Records from a data collection:
· · ·

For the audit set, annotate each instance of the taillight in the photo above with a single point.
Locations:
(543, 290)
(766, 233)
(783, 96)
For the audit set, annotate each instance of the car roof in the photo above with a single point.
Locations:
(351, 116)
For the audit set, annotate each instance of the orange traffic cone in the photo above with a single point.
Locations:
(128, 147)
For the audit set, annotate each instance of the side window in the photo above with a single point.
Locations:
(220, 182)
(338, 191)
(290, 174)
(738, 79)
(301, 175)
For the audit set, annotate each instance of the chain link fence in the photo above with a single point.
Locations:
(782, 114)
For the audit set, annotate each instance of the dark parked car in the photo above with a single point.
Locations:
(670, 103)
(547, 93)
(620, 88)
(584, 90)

· · ·

WHAT IS EXPECTED:
Transcribe all entries exactly as they appear above.

REPLY TO THE EXERCISE:
For the audit set, annotate each instance of the taillight in the photo above with a single point.
Locations:
(543, 290)
(766, 233)
(783, 96)
For the audit set, annotate each instance of the car roof in the photo above with a single point.
Locations:
(351, 116)
For the audit set, annotate each instance of the orange traffic cone in the photo above with a single point.
Locations:
(128, 147)
For the audit set, annotate each instance of the side window in the photo above with a single point.
Locations:
(220, 182)
(338, 191)
(290, 174)
(738, 79)
(301, 175)
For the audit set, annotate each instance of the chain link fence in the photo above with a single point.
Locations:
(782, 114)
For the audit set, annotate each instance of the dark parked car in the photo above with a single point.
Locations:
(670, 103)
(547, 93)
(620, 88)
(584, 90)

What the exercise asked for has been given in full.